§ **DIRECTIVES**
A - Summarize the passage on transaction problems in two sentences.
B - Reproduce the passage on transaction problems from "A table illustrating" to "blank. DATABASE BAL: 1000.".
— START OF PASSAGE —
A table illustrating the Uncommitted update problem. The table has 4 columns labeled, TIME, DEPOSIT Transaction, INTEREST Transaction, and DATABASE BAL. The row entries are as follows.
Row 1. TIME: t 1. DEPOSIT Transaction: BEGIN TRANSACTION. INTEREST Transaction: blank. DATABASE BAL: 1000.
Row 2. TIME: t 2. DEPOSIT Transaction: read BAL open parentheses reads 1000 close parentheses. INTEREST Transaction: hyphen. DATABASE BAL: 1000.
Row 3. TIME: t 3. DEPOSIT Transaction: BAL equals BAL plus 1000 open parentheses assigns 2000 to BAL close parentheses. INTEREST Transaction: hyphen. DATABASE BAL: 1000.
Row 4. TIME: t 4. DEPOSIT Transaction: write BAL open parentheses writes 2000 close parentheses. INTEREST Transaction: BEGIN TRANSACTION. DATABASE BAL: 2000.
Row 5. TIME: t 5. DEPOSIT Transaction: hyphen. INTEREST Transaction: read BAL open parentheses reads 2000 close parentheses. DATABASE BAL: 2000.
Row 6. TIME: t 6. DEPOSIT Transaction: hyphen. INTEREST Transaction: BAL equals BAL times 1.01 open parentheses assigns 2020 to BAL close parentheses. DATABASE BAL: 2000.
Row 7. TIME: t 7. DEPOSIT Transaction: ROLLBACK open parentheses restores original value of 1000 to BAL. INTEREST Transaction: hyphen. DATABASE BAL: 1000.
Row 8. TIME: t 8. DEPOSIT Transaction: hyphen. INTEREST Transaction: write BAL open parentheses writes 2020 close parentheses. DATABASE BAL: 2020.
Row 9. TIME: t 9. DEPOSIT Transaction: blank. INTEREST Transaction: COMMIT. DATABASE BAL: 2020.

FIGURE 11.4 The Uncommitted Update Problem

11.2.3 The Problem of Inconsistent Analysis

The problem of inconsistent analysis occurs when a transaction reads several values but a second transaction updates some of the values during the execution of the first. Suppose we want to find the total balance of all savings accounts, but we allow deposits, withdrawals, and transfers to be performed during this transaction. FIGURE 11.5 contains a schedule that shows how an incorrect result could be produced. Transaction SUMBAL finds the sum of the balance on all accounts. To keep the example small, we assume there are only three accounts. Notice that this transaction does not update the accounts, but only reads them. Meanwhile, transaction TRANSFER transfers 1000 from account A to account C. The TRANSFER transaction executes correctly and commits. However, it interferes with the SUMBAL transaction, which adds the same 1000 twice—once while it is in account A and again when it reaches account C.
— END OF PASSAGE —
— START OF DATA EXTRACT —
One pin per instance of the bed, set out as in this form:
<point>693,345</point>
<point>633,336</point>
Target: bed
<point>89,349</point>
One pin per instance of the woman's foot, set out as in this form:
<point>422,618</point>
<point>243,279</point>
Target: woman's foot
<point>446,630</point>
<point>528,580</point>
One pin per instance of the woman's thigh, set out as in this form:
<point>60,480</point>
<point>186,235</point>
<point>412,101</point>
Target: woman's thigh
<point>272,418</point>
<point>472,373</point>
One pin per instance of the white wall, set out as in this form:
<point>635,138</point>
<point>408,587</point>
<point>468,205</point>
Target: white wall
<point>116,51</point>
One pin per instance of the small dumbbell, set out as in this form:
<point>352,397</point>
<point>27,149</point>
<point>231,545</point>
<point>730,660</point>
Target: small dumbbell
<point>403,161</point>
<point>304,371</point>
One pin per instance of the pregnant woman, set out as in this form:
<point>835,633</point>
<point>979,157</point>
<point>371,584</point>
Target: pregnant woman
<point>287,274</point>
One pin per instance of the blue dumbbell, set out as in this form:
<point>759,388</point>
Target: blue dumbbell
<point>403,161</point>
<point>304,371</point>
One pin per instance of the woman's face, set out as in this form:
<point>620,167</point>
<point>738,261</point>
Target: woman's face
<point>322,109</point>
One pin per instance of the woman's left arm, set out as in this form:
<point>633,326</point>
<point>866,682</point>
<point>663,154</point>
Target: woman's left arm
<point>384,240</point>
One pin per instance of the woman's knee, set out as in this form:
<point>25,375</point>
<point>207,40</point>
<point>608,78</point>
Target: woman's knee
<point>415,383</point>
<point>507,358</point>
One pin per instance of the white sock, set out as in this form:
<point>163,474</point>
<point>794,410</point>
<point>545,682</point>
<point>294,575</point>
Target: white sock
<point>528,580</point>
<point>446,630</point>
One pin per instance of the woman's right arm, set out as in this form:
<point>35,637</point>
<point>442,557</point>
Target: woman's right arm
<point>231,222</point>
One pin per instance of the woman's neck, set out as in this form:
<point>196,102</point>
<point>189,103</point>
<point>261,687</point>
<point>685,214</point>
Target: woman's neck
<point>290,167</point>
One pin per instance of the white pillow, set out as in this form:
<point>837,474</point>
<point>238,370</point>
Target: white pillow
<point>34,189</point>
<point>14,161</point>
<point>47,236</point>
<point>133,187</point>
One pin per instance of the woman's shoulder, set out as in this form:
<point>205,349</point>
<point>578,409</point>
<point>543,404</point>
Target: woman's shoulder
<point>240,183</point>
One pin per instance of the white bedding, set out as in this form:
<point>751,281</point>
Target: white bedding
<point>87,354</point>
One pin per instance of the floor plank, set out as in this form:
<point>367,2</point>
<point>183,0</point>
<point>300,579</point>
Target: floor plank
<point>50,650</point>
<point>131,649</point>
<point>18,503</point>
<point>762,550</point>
— END OF DATA EXTRACT —
— START OF DATA EXTRACT —
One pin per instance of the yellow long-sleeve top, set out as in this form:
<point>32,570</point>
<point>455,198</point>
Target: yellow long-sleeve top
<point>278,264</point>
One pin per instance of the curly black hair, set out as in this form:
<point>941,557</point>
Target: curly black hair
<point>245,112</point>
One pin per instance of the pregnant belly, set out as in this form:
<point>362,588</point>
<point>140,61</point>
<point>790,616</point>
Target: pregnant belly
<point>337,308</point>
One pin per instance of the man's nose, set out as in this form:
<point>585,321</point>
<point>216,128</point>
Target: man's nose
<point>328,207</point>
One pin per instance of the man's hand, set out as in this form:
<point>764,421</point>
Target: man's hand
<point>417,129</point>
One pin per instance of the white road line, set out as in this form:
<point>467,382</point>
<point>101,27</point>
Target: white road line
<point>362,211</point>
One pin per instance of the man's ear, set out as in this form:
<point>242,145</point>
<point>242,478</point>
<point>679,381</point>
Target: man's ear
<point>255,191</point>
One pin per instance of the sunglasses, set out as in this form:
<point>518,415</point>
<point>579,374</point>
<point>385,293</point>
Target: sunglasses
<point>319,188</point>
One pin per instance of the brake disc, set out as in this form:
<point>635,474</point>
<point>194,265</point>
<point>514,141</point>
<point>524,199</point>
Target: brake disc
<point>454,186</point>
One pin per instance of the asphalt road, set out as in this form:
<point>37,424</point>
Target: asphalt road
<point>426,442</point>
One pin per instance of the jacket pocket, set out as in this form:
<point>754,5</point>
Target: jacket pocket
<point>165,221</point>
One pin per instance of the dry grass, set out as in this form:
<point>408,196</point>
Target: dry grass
— END OF DATA EXTRACT —
§ **RESULTS OF THE TASKS**
A - The table traces the uncommitted update problem: a DEPOSIT transaction writes a balance of 2000 and then rolls back to 1000, while an INTEREST transaction reads the 2000, computes 2020 and commits that value. The text then explains that inconsistent analysis occurs when a transaction reads several values while a second transaction updates some of them, as when SUMBAL adds the same 1000 twice because TRANSFER moves it from account A to account C during the sum.

B -
A table illustrating the Uncommitted update problem. The table has 4 columns labeled, TIME, DEPOSIT Transaction, INTEREST Transaction, and DATABASE BAL. The row entries are as follows.
Row 1. TIME: t 1. DEPOSIT Transaction: BEGIN TRANSACTION. INTEREST Transaction: blank. DATABASE BAL: 1000.